### Written request
Rewrite every line from the start of these lines through the line holding "629], [446, 593]]]", inclusive, requests included. Multiply each polygon coordinate in the answers by 1.2 and round to whole numbers, halves up, leaving the numbers in the requests and their format samples unchanged.

### Input records
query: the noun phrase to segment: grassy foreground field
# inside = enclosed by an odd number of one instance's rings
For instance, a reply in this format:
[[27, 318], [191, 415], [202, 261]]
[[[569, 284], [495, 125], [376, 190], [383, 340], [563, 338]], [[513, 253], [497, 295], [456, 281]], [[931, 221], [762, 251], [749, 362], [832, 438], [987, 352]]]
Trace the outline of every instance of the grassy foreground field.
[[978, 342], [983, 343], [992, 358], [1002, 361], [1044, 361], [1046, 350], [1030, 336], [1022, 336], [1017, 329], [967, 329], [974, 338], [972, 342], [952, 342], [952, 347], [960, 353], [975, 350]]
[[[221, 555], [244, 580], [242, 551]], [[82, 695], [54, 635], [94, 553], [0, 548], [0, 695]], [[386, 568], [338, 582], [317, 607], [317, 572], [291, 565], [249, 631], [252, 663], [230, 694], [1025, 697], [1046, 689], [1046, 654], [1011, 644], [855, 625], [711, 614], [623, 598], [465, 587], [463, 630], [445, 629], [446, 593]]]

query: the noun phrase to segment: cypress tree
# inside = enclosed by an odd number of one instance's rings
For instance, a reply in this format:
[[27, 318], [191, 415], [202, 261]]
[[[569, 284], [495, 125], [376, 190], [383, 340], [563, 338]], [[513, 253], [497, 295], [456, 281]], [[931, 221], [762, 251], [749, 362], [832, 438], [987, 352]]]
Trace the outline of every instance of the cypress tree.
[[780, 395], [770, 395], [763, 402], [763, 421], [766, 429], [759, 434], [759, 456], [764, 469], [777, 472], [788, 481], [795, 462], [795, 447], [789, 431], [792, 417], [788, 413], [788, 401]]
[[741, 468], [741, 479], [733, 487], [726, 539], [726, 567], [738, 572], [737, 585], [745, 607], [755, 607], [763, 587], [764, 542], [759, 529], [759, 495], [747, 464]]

### Exercise answer
query: the noun phrase to segment: grassy foreground field
# inside = enclosed by an odd number of one instance's rings
For instance, a reply in this format:
[[27, 318], [191, 415], [202, 261]]
[[[569, 284], [495, 125], [376, 190], [383, 340], [563, 338]], [[513, 253], [497, 295], [456, 281]], [[931, 221], [762, 251], [749, 362], [832, 438], [987, 352]]]
Trace the outline of every instance of the grassy foreground field.
[[1174, 410], [1180, 412], [1190, 430], [1202, 433], [1253, 433], [1255, 420], [1236, 403], [1226, 403], [1220, 395], [1160, 395], [1169, 406], [1166, 410], [1142, 410], [1142, 416], [1152, 424], [1170, 420]]
[[[265, 666], [293, 696], [290, 661]], [[98, 834], [65, 762], [113, 664], [0, 658], [0, 834]], [[463, 682], [406, 698], [380, 728], [380, 686], [349, 678], [299, 757], [302, 796], [276, 833], [1230, 836], [1255, 827], [1255, 785], [1213, 773], [1026, 750], [853, 737], [748, 718], [558, 704], [556, 756], [534, 755], [535, 712]]]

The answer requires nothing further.